╭──

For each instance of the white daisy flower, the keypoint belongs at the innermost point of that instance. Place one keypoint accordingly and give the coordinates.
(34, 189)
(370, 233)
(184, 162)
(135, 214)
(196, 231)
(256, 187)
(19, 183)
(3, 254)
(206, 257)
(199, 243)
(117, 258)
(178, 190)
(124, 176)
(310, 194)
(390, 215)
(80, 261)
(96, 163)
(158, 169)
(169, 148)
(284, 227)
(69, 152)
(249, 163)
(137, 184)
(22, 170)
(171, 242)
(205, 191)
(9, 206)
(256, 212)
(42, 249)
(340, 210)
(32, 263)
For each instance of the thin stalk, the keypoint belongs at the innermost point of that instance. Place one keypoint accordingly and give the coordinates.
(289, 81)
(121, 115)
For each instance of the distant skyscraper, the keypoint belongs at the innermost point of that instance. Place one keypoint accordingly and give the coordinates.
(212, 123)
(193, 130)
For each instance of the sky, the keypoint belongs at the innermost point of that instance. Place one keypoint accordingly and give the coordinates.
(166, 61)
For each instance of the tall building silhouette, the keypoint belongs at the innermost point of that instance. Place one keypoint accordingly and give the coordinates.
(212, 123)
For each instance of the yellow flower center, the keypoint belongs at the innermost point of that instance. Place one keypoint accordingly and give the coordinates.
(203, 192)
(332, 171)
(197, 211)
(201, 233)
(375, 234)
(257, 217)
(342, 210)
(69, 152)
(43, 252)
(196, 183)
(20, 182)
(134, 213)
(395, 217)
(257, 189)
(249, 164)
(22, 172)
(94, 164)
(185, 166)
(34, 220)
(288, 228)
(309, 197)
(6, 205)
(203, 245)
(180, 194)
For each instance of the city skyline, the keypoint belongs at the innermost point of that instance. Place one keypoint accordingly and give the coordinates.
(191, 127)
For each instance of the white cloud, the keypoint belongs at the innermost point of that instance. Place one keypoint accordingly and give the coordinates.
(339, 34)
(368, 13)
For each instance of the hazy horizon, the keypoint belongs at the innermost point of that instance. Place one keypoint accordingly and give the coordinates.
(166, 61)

╰──

--- TASK ITEM ---
The entries listed above are to be output exactly. Leave none out.

--- WRITTEN REPLY ---
For each instance of the white daisy flower, the keypoint belongs at the innermost point of that instance. Place one keypoint accordingly and give the coordinates.
(34, 189)
(370, 233)
(184, 162)
(135, 214)
(196, 231)
(256, 187)
(19, 183)
(3, 254)
(206, 257)
(199, 243)
(117, 258)
(178, 190)
(124, 176)
(310, 194)
(390, 215)
(80, 261)
(96, 163)
(158, 169)
(169, 148)
(284, 227)
(69, 152)
(249, 163)
(137, 184)
(22, 170)
(171, 242)
(205, 191)
(9, 206)
(256, 212)
(42, 249)
(340, 210)
(32, 263)
For each instance of the thin stalk, the keypoint belongs at the innermost point of that instance. Place one keypoint accordingly and give the coordinates.
(289, 81)
(121, 115)
For each instance of the distant skyscraper, the keypoint belongs at the innermost point of that instance. Place one keypoint accordingly and give the coordinates.
(212, 123)
(193, 130)
For each instance of the sky, the keypoint belongs at the innermost point of that instance. Place one keypoint accordingly and give the coordinates.
(166, 61)
For each instance of the tall building silhouette, the keypoint belongs at the innermost point of that instance. Place one keypoint accordingly and give the coordinates.
(212, 123)
For each instance of the yellow flower center, the keypoint belongs at the innermost point of that instance. Place one keypoint accordingly and give the coordinates.
(203, 192)
(332, 171)
(197, 211)
(201, 233)
(375, 234)
(257, 217)
(342, 210)
(69, 152)
(43, 252)
(196, 183)
(20, 182)
(134, 213)
(395, 217)
(257, 189)
(249, 164)
(22, 172)
(94, 164)
(185, 166)
(34, 220)
(288, 228)
(309, 197)
(6, 205)
(203, 245)
(180, 194)
For each instance of the city skyline, the keypoint belongs at the innermost point of that instance. Place one keypoint accordingly and give the coordinates.
(191, 127)
For each instance of the white cloud, the keypoint belongs at the innermost point of that instance. Place one keypoint accordingly and give the coordinates.
(339, 34)
(368, 13)
For each instance of the hazy horizon, the keypoint belongs at the innermost point of that instance. Place one keypoint accordingly and give the coordinates.
(166, 61)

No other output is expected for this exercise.